- [Image box annotation records]
════════

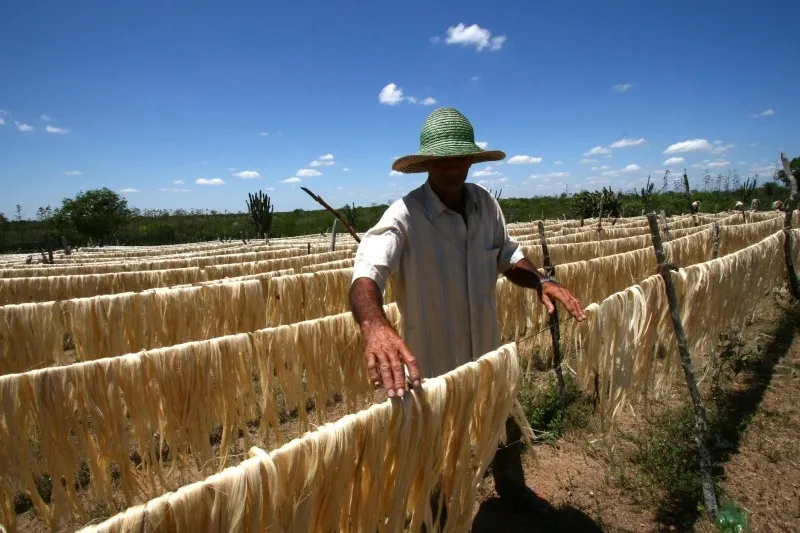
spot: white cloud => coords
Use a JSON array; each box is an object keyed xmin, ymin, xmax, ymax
[
  {"xmin": 752, "ymin": 108, "xmax": 775, "ymax": 118},
  {"xmin": 528, "ymin": 172, "xmax": 569, "ymax": 180},
  {"xmin": 472, "ymin": 166, "xmax": 500, "ymax": 178},
  {"xmin": 378, "ymin": 83, "xmax": 404, "ymax": 105},
  {"xmin": 609, "ymin": 139, "xmax": 647, "ymax": 148},
  {"xmin": 692, "ymin": 159, "xmax": 731, "ymax": 168},
  {"xmin": 711, "ymin": 141, "xmax": 735, "ymax": 155},
  {"xmin": 600, "ymin": 164, "xmax": 642, "ymax": 178},
  {"xmin": 296, "ymin": 168, "xmax": 322, "ymax": 178},
  {"xmin": 583, "ymin": 144, "xmax": 611, "ymax": 155},
  {"xmin": 308, "ymin": 154, "xmax": 336, "ymax": 167},
  {"xmin": 44, "ymin": 124, "xmax": 69, "ymax": 135},
  {"xmin": 507, "ymin": 155, "xmax": 542, "ymax": 165},
  {"xmin": 664, "ymin": 139, "xmax": 713, "ymax": 154},
  {"xmin": 234, "ymin": 170, "xmax": 261, "ymax": 180},
  {"xmin": 195, "ymin": 178, "xmax": 225, "ymax": 185},
  {"xmin": 750, "ymin": 165, "xmax": 778, "ymax": 176},
  {"xmin": 438, "ymin": 22, "xmax": 508, "ymax": 51}
]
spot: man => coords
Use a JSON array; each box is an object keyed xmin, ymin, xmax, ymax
[{"xmin": 350, "ymin": 108, "xmax": 586, "ymax": 507}]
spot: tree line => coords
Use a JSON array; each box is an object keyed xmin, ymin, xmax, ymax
[{"xmin": 0, "ymin": 162, "xmax": 800, "ymax": 253}]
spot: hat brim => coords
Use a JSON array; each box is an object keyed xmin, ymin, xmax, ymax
[{"xmin": 392, "ymin": 143, "xmax": 506, "ymax": 174}]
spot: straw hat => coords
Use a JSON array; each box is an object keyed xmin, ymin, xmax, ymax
[{"xmin": 392, "ymin": 107, "xmax": 506, "ymax": 174}]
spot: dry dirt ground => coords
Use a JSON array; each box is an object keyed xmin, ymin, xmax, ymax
[
  {"xmin": 12, "ymin": 297, "xmax": 800, "ymax": 533},
  {"xmin": 473, "ymin": 296, "xmax": 800, "ymax": 533}
]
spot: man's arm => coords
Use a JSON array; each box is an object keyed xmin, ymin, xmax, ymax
[
  {"xmin": 503, "ymin": 257, "xmax": 586, "ymax": 321},
  {"xmin": 494, "ymin": 192, "xmax": 586, "ymax": 321},
  {"xmin": 350, "ymin": 277, "xmax": 420, "ymax": 398}
]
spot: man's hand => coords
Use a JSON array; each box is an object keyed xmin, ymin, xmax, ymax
[
  {"xmin": 537, "ymin": 281, "xmax": 586, "ymax": 322},
  {"xmin": 361, "ymin": 321, "xmax": 420, "ymax": 398}
]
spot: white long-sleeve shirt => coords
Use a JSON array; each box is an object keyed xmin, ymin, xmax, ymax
[{"xmin": 353, "ymin": 182, "xmax": 523, "ymax": 378}]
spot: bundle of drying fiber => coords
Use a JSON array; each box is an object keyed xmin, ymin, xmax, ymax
[
  {"xmin": 300, "ymin": 258, "xmax": 355, "ymax": 274},
  {"xmin": 673, "ymin": 231, "xmax": 786, "ymax": 368},
  {"xmin": 205, "ymin": 250, "xmax": 353, "ymax": 279},
  {"xmin": 267, "ymin": 268, "xmax": 358, "ymax": 326},
  {"xmin": 195, "ymin": 268, "xmax": 295, "ymax": 285},
  {"xmin": 0, "ymin": 302, "xmax": 67, "ymax": 375},
  {"xmin": 495, "ymin": 277, "xmax": 530, "ymax": 342},
  {"xmin": 76, "ymin": 345, "xmax": 518, "ymax": 533},
  {"xmin": 719, "ymin": 212, "xmax": 797, "ymax": 256},
  {"xmin": 0, "ymin": 267, "xmax": 204, "ymax": 305},
  {"xmin": 0, "ymin": 306, "xmax": 402, "ymax": 524},
  {"xmin": 57, "ymin": 280, "xmax": 267, "ymax": 361}
]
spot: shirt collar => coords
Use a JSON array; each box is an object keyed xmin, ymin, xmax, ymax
[{"xmin": 422, "ymin": 180, "xmax": 479, "ymax": 220}]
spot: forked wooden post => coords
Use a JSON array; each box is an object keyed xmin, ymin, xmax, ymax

════════

- [WORK TO COMPLETE] Present every one of the lines above as a Markdown table with the columns "Row" and "Line," numbering the rows and omitting any blank lines. Leave the pictures out of the table.

- [RESPONSE]
| Row | Line |
|---|---|
| 1 | spot: white cloud => coords |
| 2 | Use a JSON array; each box is an object keyed xmin, ymin, xmax, ymax |
| 3 | [ |
| 4 |   {"xmin": 752, "ymin": 108, "xmax": 775, "ymax": 118}, |
| 5 |   {"xmin": 528, "ymin": 172, "xmax": 569, "ymax": 180}, |
| 6 |   {"xmin": 472, "ymin": 166, "xmax": 500, "ymax": 178}, |
| 7 |   {"xmin": 378, "ymin": 83, "xmax": 404, "ymax": 105}, |
| 8 |   {"xmin": 609, "ymin": 139, "xmax": 647, "ymax": 148}, |
| 9 |   {"xmin": 692, "ymin": 159, "xmax": 731, "ymax": 168}, |
| 10 |   {"xmin": 711, "ymin": 141, "xmax": 735, "ymax": 155}, |
| 11 |   {"xmin": 600, "ymin": 164, "xmax": 642, "ymax": 178}, |
| 12 |   {"xmin": 296, "ymin": 168, "xmax": 322, "ymax": 178}, |
| 13 |   {"xmin": 583, "ymin": 144, "xmax": 611, "ymax": 155}, |
| 14 |   {"xmin": 308, "ymin": 154, "xmax": 336, "ymax": 167}, |
| 15 |   {"xmin": 44, "ymin": 124, "xmax": 69, "ymax": 135}, |
| 16 |   {"xmin": 507, "ymin": 155, "xmax": 542, "ymax": 165}, |
| 17 |   {"xmin": 664, "ymin": 139, "xmax": 713, "ymax": 154}, |
| 18 |   {"xmin": 234, "ymin": 170, "xmax": 261, "ymax": 180}, |
| 19 |   {"xmin": 195, "ymin": 178, "xmax": 225, "ymax": 185}, |
| 20 |   {"xmin": 750, "ymin": 165, "xmax": 778, "ymax": 176}, |
| 21 |   {"xmin": 438, "ymin": 22, "xmax": 508, "ymax": 51} |
| 22 | ] |
| 23 | spot: man => coords |
| 24 | Use a JSON array; each box is an object keyed xmin, ymin, xmax, ymax |
| 25 | [{"xmin": 350, "ymin": 108, "xmax": 586, "ymax": 507}] |
| 26 | spot: tree line => coords |
| 27 | Use a JSON array; each box is an object keyed xmin, ymin, xmax, ymax |
| 28 | [{"xmin": 0, "ymin": 162, "xmax": 800, "ymax": 253}] |
| 29 | spot: hat brim => coords |
| 30 | Use a JSON array; each box is an object keyed xmin, ymin, xmax, ymax |
| 31 | [{"xmin": 392, "ymin": 143, "xmax": 506, "ymax": 174}] |
| 32 | spot: straw hat => coords |
| 33 | Use a JSON array; each box is an object keyed xmin, ymin, xmax, ymax |
| 34 | [{"xmin": 392, "ymin": 107, "xmax": 506, "ymax": 174}] |
| 35 | spot: dry dirt ground => coords |
| 36 | Use a JSON array; each box is an object keyed xmin, ymin, xmax, ymax |
| 37 | [ |
| 38 |   {"xmin": 12, "ymin": 297, "xmax": 800, "ymax": 533}, |
| 39 |   {"xmin": 473, "ymin": 296, "xmax": 800, "ymax": 533} |
| 40 | ] |
| 41 | spot: man's arm => coords |
| 42 | Use a JSON array; each box is an object keyed xmin, ymin, xmax, ymax |
| 43 | [ |
| 44 |   {"xmin": 503, "ymin": 257, "xmax": 586, "ymax": 321}, |
| 45 |   {"xmin": 494, "ymin": 192, "xmax": 586, "ymax": 321}, |
| 46 |   {"xmin": 350, "ymin": 277, "xmax": 420, "ymax": 398} |
| 47 | ] |
| 48 | spot: man's hand => coords |
| 49 | Use a JSON array; each box is an object keyed xmin, ymin, xmax, ymax |
| 50 | [ |
| 51 |   {"xmin": 537, "ymin": 281, "xmax": 586, "ymax": 322}, |
| 52 |   {"xmin": 361, "ymin": 321, "xmax": 420, "ymax": 398} |
| 53 | ] |
| 54 | spot: white long-sleeve shirt => coords |
| 55 | Use a JSON array; each box is an object keyed xmin, ymin, xmax, ymax |
| 56 | [{"xmin": 353, "ymin": 182, "xmax": 523, "ymax": 378}] |
| 57 | spot: bundle of drying fiber => coords |
| 58 | Use a JSON array; each box is an object keyed xmin, ymin, xmax, ymax |
| 59 | [ |
| 60 |   {"xmin": 300, "ymin": 258, "xmax": 355, "ymax": 274}, |
| 61 |   {"xmin": 673, "ymin": 231, "xmax": 786, "ymax": 368}, |
| 62 |   {"xmin": 205, "ymin": 250, "xmax": 353, "ymax": 279}, |
| 63 |   {"xmin": 267, "ymin": 268, "xmax": 358, "ymax": 326}, |
| 64 |   {"xmin": 195, "ymin": 268, "xmax": 295, "ymax": 285}, |
| 65 |   {"xmin": 0, "ymin": 302, "xmax": 67, "ymax": 375}, |
| 66 |   {"xmin": 495, "ymin": 277, "xmax": 530, "ymax": 342}, |
| 67 |   {"xmin": 76, "ymin": 345, "xmax": 518, "ymax": 533}, |
| 68 |   {"xmin": 719, "ymin": 212, "xmax": 797, "ymax": 256}, |
| 69 |   {"xmin": 0, "ymin": 267, "xmax": 204, "ymax": 305}, |
| 70 |   {"xmin": 0, "ymin": 306, "xmax": 402, "ymax": 524}, |
| 71 |   {"xmin": 57, "ymin": 280, "xmax": 267, "ymax": 361} |
| 72 | ] |
| 73 | spot: shirt collar => coords |
| 74 | Use a JSON array; each box is an object keyed xmin, ymin, xmax, ymax |
| 75 | [{"xmin": 422, "ymin": 180, "xmax": 479, "ymax": 220}] |
| 76 | spot: forked wooden post => coords |
| 77 | Use a JSON array; each box is an object keyed xmin, ymin, xmax, ymax |